## Start SELECTED TEXT
His set-up produces H2 + O2 + H + O (di-atomic plus some mono-atomic gas).

From my short article titled “Running series cell electrolyzers on 50/60 Hz AC power”, here is a quote:

“It needs to be pointed out that in order to make QUALITY gas (HHO, Hydroxy, Brown’s Gas, etc.), PULSING is necessary.
George Wiseman has also pointed this out in his “Brown’s Gas Book Two” which he published many years ago.

Quote (from page 18):
“Power supply considerations

If we apply straight DC current to the electrolyzer, we find the oxygen and hydrogen devolving to their di-atomic state.  We get NO Brown’s Gas.

The electricity MUST be pulsed to an electrolyzer to produce Brown’s Gas; 120 cps is sufficient to produce Brown’s Gas, even 100 cps will work; so regular wall cycles will work.”
End quote.”

So, the ‘bottom line’ is: the HIGHER the mono-atomic (H+H+O) portion of the gas, the LESS the engine will need to run.

I wish to stress, once again, this is NOT a “fairy tale” story.
Over the years, several experimenters have found it to be correct.

There are two main requirements for running engines on water ONLY:
1.  Quality gas (a portion of it MUST be mono-atomic, H+H+O)
## End SELECTED TEXT
## Start INFORMATION PROVIDED
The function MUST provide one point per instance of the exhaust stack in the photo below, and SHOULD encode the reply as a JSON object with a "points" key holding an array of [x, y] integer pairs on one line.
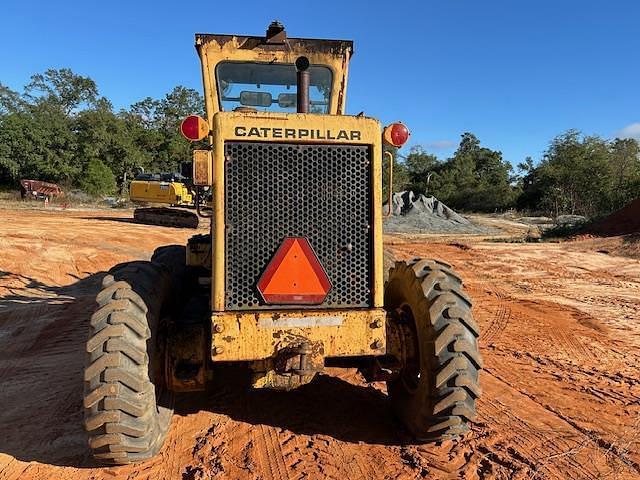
{"points": [[302, 68]]}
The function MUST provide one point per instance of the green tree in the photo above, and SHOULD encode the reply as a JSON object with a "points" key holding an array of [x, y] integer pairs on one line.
{"points": [[474, 178], [98, 179]]}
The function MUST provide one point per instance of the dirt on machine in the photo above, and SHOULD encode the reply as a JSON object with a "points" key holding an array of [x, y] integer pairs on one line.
{"points": [[290, 278], [171, 189]]}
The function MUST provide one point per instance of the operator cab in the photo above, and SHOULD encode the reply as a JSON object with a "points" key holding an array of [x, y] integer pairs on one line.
{"points": [[270, 87], [245, 73]]}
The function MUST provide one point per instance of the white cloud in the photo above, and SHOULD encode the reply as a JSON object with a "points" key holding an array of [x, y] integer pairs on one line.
{"points": [[630, 131], [442, 144]]}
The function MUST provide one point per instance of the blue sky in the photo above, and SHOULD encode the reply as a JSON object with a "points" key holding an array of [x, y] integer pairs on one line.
{"points": [[514, 72]]}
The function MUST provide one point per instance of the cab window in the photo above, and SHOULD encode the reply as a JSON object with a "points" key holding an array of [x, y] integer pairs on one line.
{"points": [[270, 86]]}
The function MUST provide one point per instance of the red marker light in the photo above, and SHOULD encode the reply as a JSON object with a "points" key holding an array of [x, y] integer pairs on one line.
{"points": [[396, 134], [194, 128]]}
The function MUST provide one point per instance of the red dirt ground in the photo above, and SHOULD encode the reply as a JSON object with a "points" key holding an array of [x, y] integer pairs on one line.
{"points": [[560, 338]]}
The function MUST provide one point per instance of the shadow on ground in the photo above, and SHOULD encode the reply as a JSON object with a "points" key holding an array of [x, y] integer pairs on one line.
{"points": [[43, 330]]}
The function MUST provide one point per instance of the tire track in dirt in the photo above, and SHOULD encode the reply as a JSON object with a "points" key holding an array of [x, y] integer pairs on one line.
{"points": [[269, 453], [498, 311], [591, 449]]}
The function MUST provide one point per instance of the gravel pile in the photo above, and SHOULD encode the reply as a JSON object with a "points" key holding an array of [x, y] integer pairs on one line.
{"points": [[412, 213]]}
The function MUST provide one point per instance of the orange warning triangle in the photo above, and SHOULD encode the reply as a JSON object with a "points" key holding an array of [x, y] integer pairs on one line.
{"points": [[294, 275]]}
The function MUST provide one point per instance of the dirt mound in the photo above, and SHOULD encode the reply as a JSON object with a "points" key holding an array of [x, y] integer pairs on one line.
{"points": [[413, 213], [621, 222]]}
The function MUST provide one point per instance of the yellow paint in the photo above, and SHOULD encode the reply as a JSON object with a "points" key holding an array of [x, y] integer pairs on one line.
{"points": [[172, 193], [240, 336], [213, 51], [247, 336]]}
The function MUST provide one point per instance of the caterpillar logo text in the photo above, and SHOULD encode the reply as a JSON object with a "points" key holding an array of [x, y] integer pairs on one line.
{"points": [[298, 133]]}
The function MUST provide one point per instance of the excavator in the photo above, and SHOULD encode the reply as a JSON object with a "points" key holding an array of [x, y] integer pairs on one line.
{"points": [[173, 189]]}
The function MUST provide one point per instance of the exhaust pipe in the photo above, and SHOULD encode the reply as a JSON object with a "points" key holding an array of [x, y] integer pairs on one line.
{"points": [[302, 69]]}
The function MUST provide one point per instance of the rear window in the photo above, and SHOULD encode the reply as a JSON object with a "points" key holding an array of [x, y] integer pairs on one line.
{"points": [[270, 86]]}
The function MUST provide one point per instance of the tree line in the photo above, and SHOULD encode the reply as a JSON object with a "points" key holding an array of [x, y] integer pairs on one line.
{"points": [[578, 175], [60, 129]]}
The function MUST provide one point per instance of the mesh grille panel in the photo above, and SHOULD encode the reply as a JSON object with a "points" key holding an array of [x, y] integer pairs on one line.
{"points": [[320, 192]]}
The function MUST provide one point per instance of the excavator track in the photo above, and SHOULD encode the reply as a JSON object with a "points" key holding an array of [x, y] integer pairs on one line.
{"points": [[167, 217]]}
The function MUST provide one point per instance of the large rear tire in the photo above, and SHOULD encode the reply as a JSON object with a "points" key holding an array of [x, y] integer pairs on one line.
{"points": [[127, 407], [434, 395]]}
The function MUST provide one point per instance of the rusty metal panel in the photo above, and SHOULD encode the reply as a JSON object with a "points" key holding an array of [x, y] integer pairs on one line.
{"points": [[244, 336]]}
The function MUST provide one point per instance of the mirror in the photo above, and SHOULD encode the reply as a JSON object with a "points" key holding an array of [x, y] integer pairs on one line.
## End INFORMATION PROVIDED
WHAT YOU WILL DO:
(a) Switch "Brown’s Gas" to "Hydroxy gas" wherever it occurs, and write out the water-fuel text from "From my short" to "need to run.".
(b) According to the water-fuel text, who published "Brown’s Gas Book Two"?
(c) Finish out the next part of the text on running engines on water, picking up after its last line.
These records have nothing to do with the text.

RESPONSES PER TASK:
(a)
From my short article titled “Running series cell electrolyzers on 50/60 Hz AC power”, here is a quote:

“It needs to be pointed out that in order to make QUALITY gas (HHO, Hydroxy, Hydroxy gas, etc.), PULSING is necessary.
George Wiseman has also pointed this out in his “Hydroxy gas Book Two” which he published many years ago.

Quote (from page 18):
“Power supply considerations

If we apply straight DC current to the electrolyzer, we find the oxygen and hydrogen devolving to their di-atomic state.  We get NO Hydroxy gas.

The electricity MUST be pulsed to an electrolyzer to produce Hydroxy gas; 120 cps is sufficient to produce Hydroxy gas, even 100 cps will work; so regular wall cycles will work.”
End quote.”

So, the ‘bottom line’ is: the HIGHER the mono-atomic (H+H+O) portion of the gas, the LESS the engine will need to run.

(b) George Wiseman

(c)
2.  Engine management

If these are ignored (or compromised), it is most unlikely that you will succeed in running engines 100% on water.
Instead, you will end up with a fancy “booster”.

This also explains why so few in the past have succeeded using water as the only fuel.

OK.
If you have problems accepting the above explanation, I suggest you watch the video with Oliver & Valentin again.  Closely.

Pay attention to their cell AND its power supply on the trolley.
What do you see??
A LARGE capacity VARIAC (AC mains supply).
On its moving arm you see a heath sink (probably for the rectifier power diodes).
Next to the VARIAC is what looks like a power resistor bar (current limiter?).
Even without knowing all the details of their set-up, we can safely conclude that it is an un-filtered HV power supply, PULSING at 100Hz.  (twice the mains frequency)

IMO, that is one of the 3 reasons why they have a looped, running system with excess power.
The second is their SERIES cell.  (Anton cell)
The third is IGNITION TIMING.
A bit crude but it works.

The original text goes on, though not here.